Document passage.
Filmmaker: How would you describe your current collaborations?
Campion: As I’ve gotten older, I’ve become more relaxed about collaboration, and more grateful for everything that it brings. When I was younger, I felt a lot of stress about controlling the project. I wasn’t very adaptable to seeing in a different way, or seeing how other people’s contributions could add to what we were trying to do. It could feel like a threat. “Not my way!” (Laughs) Of course you’re careful to choose people where you like what they’re doing, and now I really enjoy what different people can bring.
On this film, I worked with quite a lot of people, and many who are quite young. Janet Patterson, of course, I’ve worked with forever. During those four years off, I made a little short film for the United Nations where we tried some of these young people. We had to, because we couldn’t afford more collaborators, but it was also a conscious decision to work with some new people. Greig Fraser, who is the D.O.P., and Mark Bradshaw [the composer] also worked on that short film—and I really enjoyed the way they did their work. I thought they were fantastic: the energy, the way they approached things. It was pretty easy choice to work with them again, although some people would’ve thought it was risky to use a 23- or 24-year-old composer without any credits. (Laughs) He’s got a credit now! But I thought, “Hello, Keats was 23 when he wrote his major works. When is anybody going to trust anybody?” At 15, I remember feeling like, “I know everything that the adults know. I haven’t had any experience with it, but I can see the same things.”
I really think there’s nothing stopping what a 23-year-old doing what a 32-year old could do. It’s quite thrilling, in a way. Looking back at a different time—the 19th-century, the 1820s, when so many died so young—there was a feeling that if you were talented, get on with it, because your life might not last very long. Now’s the time. So when Keats wrote, “When I have fears that I may cease to be/Before my pen has glean’d my teeming brain,” he must’ve felt, “God, I’m going to die not having done what I can do!” He keeps calming himself by looking at the wide world and feeling his smallness.
Filmmaker: Is that odds with being patient?
Campion: Definitely. Keats always worked in opposites. He often talked about wanting the stability—as in Bright Star itself—of a distant star, which seems ever steady; but at the same time, wishing for the closeness of breath against his cheek or something, and knowing the two things were incompatible. I guess that’s the charm of humans: wanting the impossible.

Activity. Condense the paragraph of the interview that begins "As I’ve gotten older" into a shorter version that keeps its main facts.

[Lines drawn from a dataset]
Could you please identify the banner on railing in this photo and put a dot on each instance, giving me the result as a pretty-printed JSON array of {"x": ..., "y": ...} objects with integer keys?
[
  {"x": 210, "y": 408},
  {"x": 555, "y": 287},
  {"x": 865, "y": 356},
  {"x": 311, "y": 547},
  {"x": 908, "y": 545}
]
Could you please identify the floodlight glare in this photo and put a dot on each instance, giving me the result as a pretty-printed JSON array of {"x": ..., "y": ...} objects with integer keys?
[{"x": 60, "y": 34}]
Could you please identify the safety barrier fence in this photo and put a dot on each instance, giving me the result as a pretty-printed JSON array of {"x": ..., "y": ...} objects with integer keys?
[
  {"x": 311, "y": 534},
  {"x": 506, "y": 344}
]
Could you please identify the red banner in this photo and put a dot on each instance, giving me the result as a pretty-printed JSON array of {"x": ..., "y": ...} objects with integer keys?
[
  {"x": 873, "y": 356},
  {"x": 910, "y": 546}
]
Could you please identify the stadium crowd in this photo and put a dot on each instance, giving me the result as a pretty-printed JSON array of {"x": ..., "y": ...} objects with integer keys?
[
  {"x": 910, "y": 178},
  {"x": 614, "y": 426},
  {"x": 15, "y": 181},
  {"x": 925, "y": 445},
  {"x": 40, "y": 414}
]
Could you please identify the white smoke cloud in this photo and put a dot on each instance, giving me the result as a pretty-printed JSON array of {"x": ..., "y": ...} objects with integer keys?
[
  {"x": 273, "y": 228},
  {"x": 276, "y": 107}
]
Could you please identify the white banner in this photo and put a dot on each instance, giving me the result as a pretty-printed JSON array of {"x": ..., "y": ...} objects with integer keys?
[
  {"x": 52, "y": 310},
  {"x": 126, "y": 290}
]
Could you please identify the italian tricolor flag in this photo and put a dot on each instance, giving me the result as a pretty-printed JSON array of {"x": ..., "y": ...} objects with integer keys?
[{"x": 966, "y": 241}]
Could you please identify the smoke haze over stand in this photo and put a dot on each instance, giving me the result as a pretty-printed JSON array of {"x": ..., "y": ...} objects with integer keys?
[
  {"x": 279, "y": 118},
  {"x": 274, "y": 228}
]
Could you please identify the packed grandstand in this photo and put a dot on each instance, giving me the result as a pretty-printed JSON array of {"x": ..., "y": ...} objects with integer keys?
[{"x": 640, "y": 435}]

Written response. As I've aged, I've grown more relaxed about collaboration and more grateful for what it brings. When younger, I felt stressed about controlling the project, found it hard to see things differently or to value others' contributions, and could feel threatened by them. I still choose people whose work I like, but now I enjoy what different people bring.